-- Aim --
Return the stretch of the tax case note from "The Commissioner took" through "for disputing assessments.", copied word for word.

-- Page text --
────────
Judicial Review action against Commissioner struck out because disputes process not followed
2009 case note - High Court struck out the proceedings because taxpayer did not follow disputes process in first instance - bankruptcy proceedings, judicial review.
The Commissioner took bankruptcy proceedings against the taxpayer, who then took Judicial Review proceedings against the Commissioner claiming abuse of process with assessments. The High Court struck out the proceedings because the taxpayer did not follow the disputes process in the first instance.
Impact of decision
The case follows similar strike out cases which confirm that the courts are unlikely to consider a judicial review of the Commissioner's actions in relation to the disputes process unless the Plaintiff has correctly followed the statutory process set down for disputing assessments.
The Plaintiff was the subject of amended income tax assessments and default income tax assessments for the years ending 31 March 2003, 2004 and 2005. He did not challenge the assessments within the time periods prescribed in the Tax Administration Act 1994. A default judgment was obtained by the Commissioner and bankruptcy proceedings were commenced.
────────
Detection annotation records:
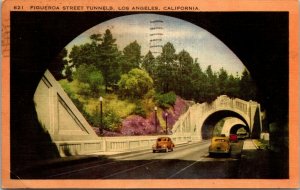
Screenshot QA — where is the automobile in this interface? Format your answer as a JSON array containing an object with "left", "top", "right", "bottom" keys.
[
  {"left": 208, "top": 136, "right": 231, "bottom": 156},
  {"left": 152, "top": 137, "right": 175, "bottom": 153},
  {"left": 229, "top": 134, "right": 238, "bottom": 142},
  {"left": 237, "top": 132, "right": 249, "bottom": 139}
]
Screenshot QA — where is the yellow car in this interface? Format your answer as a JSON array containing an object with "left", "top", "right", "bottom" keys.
[
  {"left": 152, "top": 137, "right": 175, "bottom": 153},
  {"left": 209, "top": 136, "right": 231, "bottom": 156}
]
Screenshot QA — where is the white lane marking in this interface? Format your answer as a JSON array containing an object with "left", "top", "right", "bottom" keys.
[
  {"left": 48, "top": 161, "right": 120, "bottom": 178},
  {"left": 102, "top": 160, "right": 159, "bottom": 179},
  {"left": 167, "top": 158, "right": 204, "bottom": 179}
]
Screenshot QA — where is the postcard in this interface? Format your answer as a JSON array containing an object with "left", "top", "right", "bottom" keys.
[{"left": 2, "top": 0, "right": 300, "bottom": 189}]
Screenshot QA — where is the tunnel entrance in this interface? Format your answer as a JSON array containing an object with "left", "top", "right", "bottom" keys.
[{"left": 201, "top": 110, "right": 250, "bottom": 140}]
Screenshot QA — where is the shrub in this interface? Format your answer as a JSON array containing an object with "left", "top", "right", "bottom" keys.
[
  {"left": 118, "top": 69, "right": 153, "bottom": 98},
  {"left": 91, "top": 109, "right": 121, "bottom": 131},
  {"left": 132, "top": 102, "right": 146, "bottom": 118},
  {"left": 155, "top": 92, "right": 176, "bottom": 108}
]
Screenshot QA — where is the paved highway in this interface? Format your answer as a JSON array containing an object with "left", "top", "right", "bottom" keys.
[{"left": 24, "top": 141, "right": 242, "bottom": 179}]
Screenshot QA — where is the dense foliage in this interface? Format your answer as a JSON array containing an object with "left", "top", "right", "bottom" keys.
[{"left": 55, "top": 29, "right": 257, "bottom": 131}]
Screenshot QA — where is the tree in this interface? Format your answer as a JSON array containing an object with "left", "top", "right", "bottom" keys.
[
  {"left": 118, "top": 68, "right": 153, "bottom": 98},
  {"left": 174, "top": 50, "right": 193, "bottom": 98},
  {"left": 142, "top": 51, "right": 156, "bottom": 77},
  {"left": 204, "top": 65, "right": 218, "bottom": 102},
  {"left": 155, "top": 42, "right": 178, "bottom": 93},
  {"left": 69, "top": 29, "right": 121, "bottom": 90},
  {"left": 122, "top": 41, "right": 141, "bottom": 73},
  {"left": 218, "top": 67, "right": 229, "bottom": 95},
  {"left": 226, "top": 75, "right": 240, "bottom": 98},
  {"left": 240, "top": 69, "right": 257, "bottom": 100},
  {"left": 48, "top": 48, "right": 68, "bottom": 80},
  {"left": 96, "top": 29, "right": 121, "bottom": 91},
  {"left": 75, "top": 64, "right": 103, "bottom": 97}
]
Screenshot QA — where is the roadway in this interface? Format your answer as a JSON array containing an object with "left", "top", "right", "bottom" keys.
[{"left": 21, "top": 141, "right": 243, "bottom": 179}]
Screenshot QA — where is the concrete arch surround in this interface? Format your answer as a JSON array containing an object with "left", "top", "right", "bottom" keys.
[
  {"left": 34, "top": 71, "right": 262, "bottom": 156},
  {"left": 222, "top": 117, "right": 248, "bottom": 136}
]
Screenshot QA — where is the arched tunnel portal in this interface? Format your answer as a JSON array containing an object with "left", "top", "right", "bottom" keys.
[{"left": 200, "top": 110, "right": 250, "bottom": 140}]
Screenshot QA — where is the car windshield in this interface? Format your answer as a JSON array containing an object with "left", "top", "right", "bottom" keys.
[
  {"left": 215, "top": 139, "right": 225, "bottom": 142},
  {"left": 157, "top": 138, "right": 168, "bottom": 141}
]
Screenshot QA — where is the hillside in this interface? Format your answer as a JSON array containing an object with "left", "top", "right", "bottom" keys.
[{"left": 59, "top": 80, "right": 189, "bottom": 136}]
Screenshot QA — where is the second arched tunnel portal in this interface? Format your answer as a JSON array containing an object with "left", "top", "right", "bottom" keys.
[{"left": 200, "top": 110, "right": 250, "bottom": 140}]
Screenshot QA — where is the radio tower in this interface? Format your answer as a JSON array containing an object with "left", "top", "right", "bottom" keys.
[{"left": 149, "top": 20, "right": 164, "bottom": 57}]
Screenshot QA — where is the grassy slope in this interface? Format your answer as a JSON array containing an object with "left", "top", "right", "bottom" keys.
[{"left": 59, "top": 79, "right": 188, "bottom": 135}]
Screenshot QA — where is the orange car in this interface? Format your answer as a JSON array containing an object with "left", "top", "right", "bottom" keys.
[
  {"left": 209, "top": 136, "right": 231, "bottom": 156},
  {"left": 152, "top": 137, "right": 175, "bottom": 152}
]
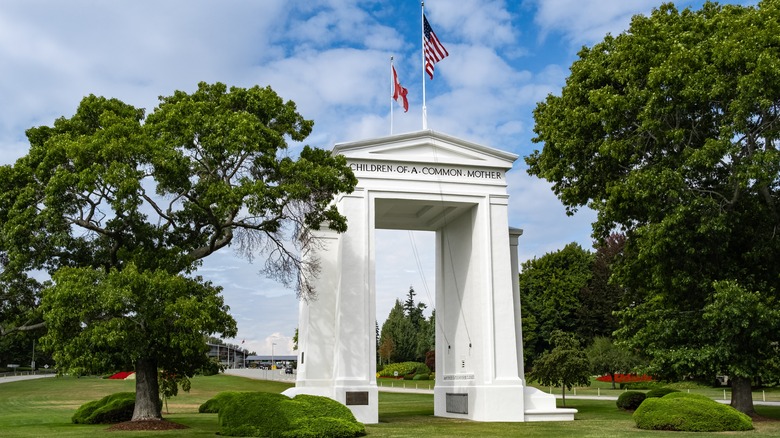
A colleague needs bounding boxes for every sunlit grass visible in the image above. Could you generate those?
[0,375,780,438]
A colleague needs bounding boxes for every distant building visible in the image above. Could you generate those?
[207,343,249,368]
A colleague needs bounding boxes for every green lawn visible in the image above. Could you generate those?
[0,375,780,438]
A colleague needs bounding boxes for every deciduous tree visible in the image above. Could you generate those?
[526,0,780,412]
[585,336,641,389]
[0,83,356,420]
[529,330,590,406]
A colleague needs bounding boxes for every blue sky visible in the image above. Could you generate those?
[0,0,755,354]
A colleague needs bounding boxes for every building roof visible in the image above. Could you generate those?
[246,354,298,362]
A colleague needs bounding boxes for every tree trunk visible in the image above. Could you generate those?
[132,358,162,421]
[731,377,756,415]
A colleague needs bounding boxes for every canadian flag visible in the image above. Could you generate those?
[390,65,409,112]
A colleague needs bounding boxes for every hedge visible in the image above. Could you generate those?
[615,391,646,411]
[645,388,680,398]
[71,392,135,424]
[219,392,366,438]
[633,392,753,432]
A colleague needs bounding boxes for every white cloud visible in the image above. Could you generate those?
[0,0,724,354]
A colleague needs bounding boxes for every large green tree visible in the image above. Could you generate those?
[0,83,356,420]
[529,330,590,406]
[519,243,601,365]
[526,0,780,412]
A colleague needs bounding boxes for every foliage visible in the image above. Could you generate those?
[198,391,239,414]
[645,387,680,398]
[379,362,431,377]
[573,233,626,338]
[596,373,653,383]
[615,391,647,411]
[633,393,753,432]
[520,243,593,363]
[71,392,135,424]
[526,1,780,412]
[377,287,436,364]
[586,336,640,389]
[620,380,664,390]
[41,264,235,376]
[0,83,356,419]
[219,392,366,438]
[157,371,192,412]
[529,330,590,406]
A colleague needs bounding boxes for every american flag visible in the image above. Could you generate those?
[423,15,449,79]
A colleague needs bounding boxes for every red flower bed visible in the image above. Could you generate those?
[596,374,653,383]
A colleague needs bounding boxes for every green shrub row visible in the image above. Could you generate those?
[378,362,431,377]
[198,391,240,414]
[633,392,753,432]
[71,392,135,424]
[219,392,366,438]
[645,387,680,398]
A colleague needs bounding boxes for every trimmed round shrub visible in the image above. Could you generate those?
[71,392,135,424]
[616,391,647,411]
[198,391,239,414]
[645,388,680,398]
[633,392,753,432]
[219,392,366,438]
[620,380,664,391]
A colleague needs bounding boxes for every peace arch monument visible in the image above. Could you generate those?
[285,130,576,423]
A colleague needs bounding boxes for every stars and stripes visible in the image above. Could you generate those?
[423,14,449,79]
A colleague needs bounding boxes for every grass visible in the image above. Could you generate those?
[0,375,780,438]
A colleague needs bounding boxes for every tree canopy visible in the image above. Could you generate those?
[526,0,780,412]
[0,83,356,419]
[529,330,590,406]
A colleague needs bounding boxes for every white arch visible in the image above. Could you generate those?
[285,131,576,423]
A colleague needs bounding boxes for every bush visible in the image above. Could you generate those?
[616,391,647,411]
[645,388,680,398]
[219,392,366,438]
[71,392,135,424]
[620,382,666,391]
[198,391,240,414]
[633,392,753,432]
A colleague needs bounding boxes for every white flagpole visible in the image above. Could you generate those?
[420,1,428,131]
[390,55,395,135]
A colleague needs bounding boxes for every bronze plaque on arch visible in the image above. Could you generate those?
[347,391,368,406]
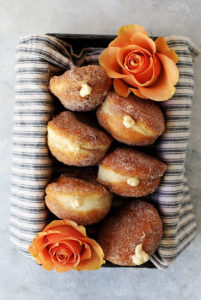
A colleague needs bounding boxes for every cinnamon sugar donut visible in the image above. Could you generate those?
[97,92,165,146]
[97,147,166,197]
[45,174,112,225]
[98,200,162,266]
[50,65,111,111]
[47,111,112,166]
────────
-- Solution --
The Commissioner took bankruptcy proceedings against the taxpayer, who then took Judicial Review proceedings against the Commissioner claiming abuse of process with assessments. The High Court struck out the proceedings because the taxpayer did not follow the disputes process in the first instance.
Impact of decision
The case follows similar strike out cases which confirm that the courts are unlikely to consider a judicial review of the Commissioner's actions in relation to the disputes process unless the Plaintiff has correctly followed the statutory process set down for disputing assessments.